| Problems to work on |
[1] In the post on the Boston bombings, at which university is the 2nd year supervision class in dance/movement therapy taught?
[2] Condense the paragraph of the post on the Boston bombings that begins "I am grateful that, as far as I know" into a shorter version that keeps its main facts.
[3] Reproduce the passage of the post on the Boston bombings between "Today I am grateful" and "pain and suffering.", inclusive.

___ Text

Today I am grateful once again for the role of dance, dance/movement therapy and the arts in my life as I struggle to make sense of the senseless in the aftermath of the Patriots Day bombings in Boston.
I am grateful that, as far as I know, no one I know was hurt in the bombings. Yet that very thought causes me guilt and suffering, because I am not grateful, and in fact am very sad, about the innocent victims of this hate crime whom I did not know. Boston is my city; I was born, raised and am proud to live in this city, the scene of many patriotic events. I am pretty devastated that such a terrible display of cowardice should have caused so many people such pain and suffering.
To cope with my feelings of despair and discouragement (read that away or separated from the heart) I vowed to use my art (dance) and craft (dance/movement therapy) to remain connected to my heart as I taught the students in my 2nd year supervision class in dance/movement therapy at Lesley University.

______
___ Information provided

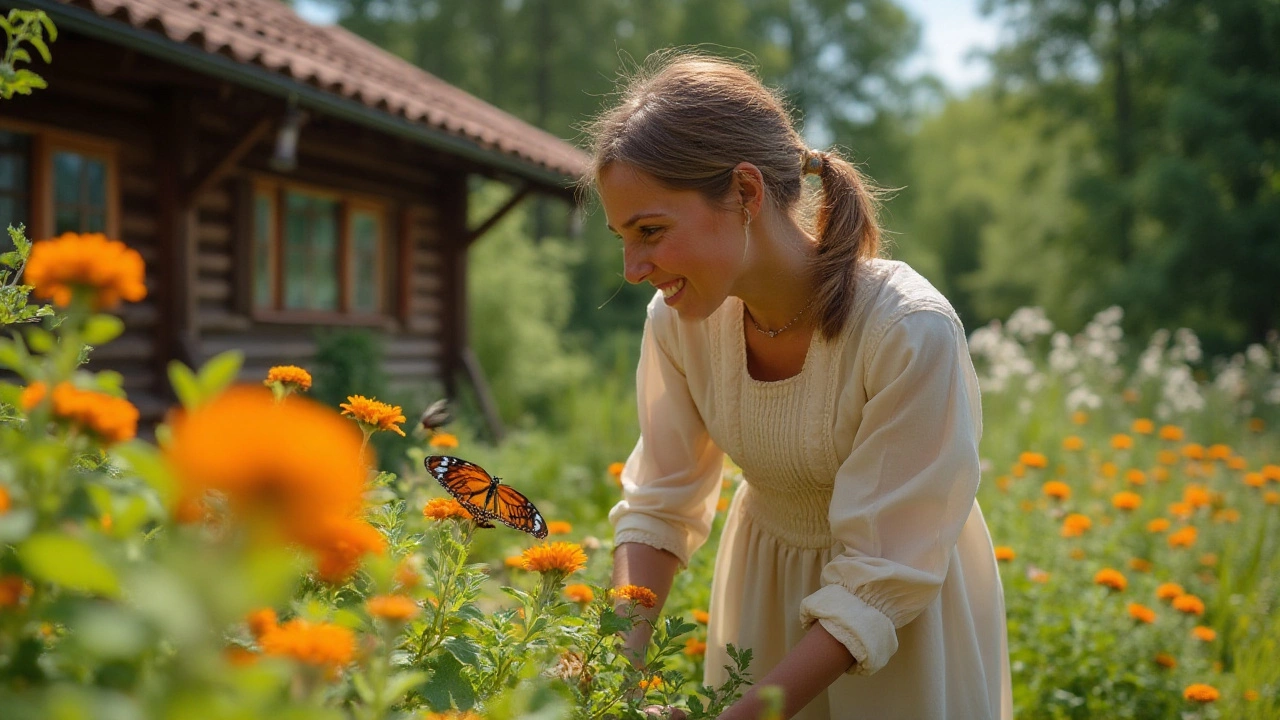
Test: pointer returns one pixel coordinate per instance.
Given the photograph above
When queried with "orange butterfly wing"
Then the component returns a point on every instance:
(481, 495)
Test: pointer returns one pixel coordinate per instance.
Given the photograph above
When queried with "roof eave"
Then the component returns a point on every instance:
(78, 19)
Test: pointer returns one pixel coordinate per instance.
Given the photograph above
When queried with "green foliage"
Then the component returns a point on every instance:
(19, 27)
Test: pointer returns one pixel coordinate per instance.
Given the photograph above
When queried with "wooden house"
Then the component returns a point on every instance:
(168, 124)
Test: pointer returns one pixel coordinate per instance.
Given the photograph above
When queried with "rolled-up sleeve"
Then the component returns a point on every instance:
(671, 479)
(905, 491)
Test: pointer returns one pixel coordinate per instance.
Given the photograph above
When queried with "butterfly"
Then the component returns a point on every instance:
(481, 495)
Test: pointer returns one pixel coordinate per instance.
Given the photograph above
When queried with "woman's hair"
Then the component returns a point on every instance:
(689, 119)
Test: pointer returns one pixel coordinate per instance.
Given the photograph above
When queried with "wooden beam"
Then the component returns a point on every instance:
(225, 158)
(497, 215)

______
___ Information provided

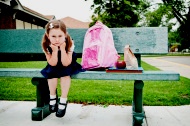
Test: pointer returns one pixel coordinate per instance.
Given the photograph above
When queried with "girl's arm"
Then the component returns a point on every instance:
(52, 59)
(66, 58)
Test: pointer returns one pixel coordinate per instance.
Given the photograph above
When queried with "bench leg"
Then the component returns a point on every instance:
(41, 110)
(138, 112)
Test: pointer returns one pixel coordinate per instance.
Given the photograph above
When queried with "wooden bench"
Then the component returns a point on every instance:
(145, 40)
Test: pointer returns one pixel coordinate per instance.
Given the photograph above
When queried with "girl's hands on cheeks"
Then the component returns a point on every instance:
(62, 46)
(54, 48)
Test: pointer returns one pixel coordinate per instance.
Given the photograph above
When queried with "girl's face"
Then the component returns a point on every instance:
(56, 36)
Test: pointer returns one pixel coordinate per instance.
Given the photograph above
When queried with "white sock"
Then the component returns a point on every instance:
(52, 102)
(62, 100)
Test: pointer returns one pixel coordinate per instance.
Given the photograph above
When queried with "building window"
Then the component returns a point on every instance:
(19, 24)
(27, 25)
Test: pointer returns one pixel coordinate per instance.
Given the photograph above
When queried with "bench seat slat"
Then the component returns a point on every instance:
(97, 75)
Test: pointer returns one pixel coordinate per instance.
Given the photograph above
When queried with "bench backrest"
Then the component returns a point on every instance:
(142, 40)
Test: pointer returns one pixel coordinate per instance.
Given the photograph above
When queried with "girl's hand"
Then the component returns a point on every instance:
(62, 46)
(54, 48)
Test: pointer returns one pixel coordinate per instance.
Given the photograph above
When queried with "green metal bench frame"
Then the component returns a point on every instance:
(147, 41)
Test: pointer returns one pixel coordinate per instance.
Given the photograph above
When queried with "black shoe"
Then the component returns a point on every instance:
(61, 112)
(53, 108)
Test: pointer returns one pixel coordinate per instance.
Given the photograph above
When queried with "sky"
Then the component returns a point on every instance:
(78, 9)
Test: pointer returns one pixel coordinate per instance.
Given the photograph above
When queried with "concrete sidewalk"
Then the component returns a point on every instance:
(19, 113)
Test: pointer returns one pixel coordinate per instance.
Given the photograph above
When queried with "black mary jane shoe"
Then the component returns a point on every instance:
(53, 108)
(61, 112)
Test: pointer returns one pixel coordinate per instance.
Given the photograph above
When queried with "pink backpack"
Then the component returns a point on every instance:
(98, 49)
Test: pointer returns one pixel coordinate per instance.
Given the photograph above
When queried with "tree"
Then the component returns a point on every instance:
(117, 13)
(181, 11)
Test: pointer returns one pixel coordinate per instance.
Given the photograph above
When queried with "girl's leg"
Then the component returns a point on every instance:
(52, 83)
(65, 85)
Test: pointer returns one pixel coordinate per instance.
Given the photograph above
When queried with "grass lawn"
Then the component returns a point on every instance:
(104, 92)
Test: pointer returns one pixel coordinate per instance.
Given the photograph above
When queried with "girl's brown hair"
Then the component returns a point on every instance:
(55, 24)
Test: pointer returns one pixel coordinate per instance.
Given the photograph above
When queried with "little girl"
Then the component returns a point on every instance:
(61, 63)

______

| Answer section |
[1] Lesley University.

[2] The writer is grateful that no one they know was hurt in the bombings, but feels guilt and deep sadness for the unknown innocent victims of this hate crime. Boston is the writer's city, where they were born and raised and proudly live. They are devastated that such a cowardly act caused so many people pain and suffering.

[3]
Today I am grateful once again for the role of dance, dance/movement therapy and the arts in my life as I struggle to make sense of the senseless in the aftermath of the Patriots Day bombings in Boston.
I am grateful that, as far as I know, no one I know was hurt in the bombings. Yet that very thought causes me guilt and suffering, because I am not grateful, and in fact am very sad, about the innocent victims of this hate crime whom I did not know. Boston is my city; I was born, raised and am proud to live in this city, the scene of many patriotic events. I am pretty devastated that such a terrible display of cowardice should have caused so many people such pain and suffering.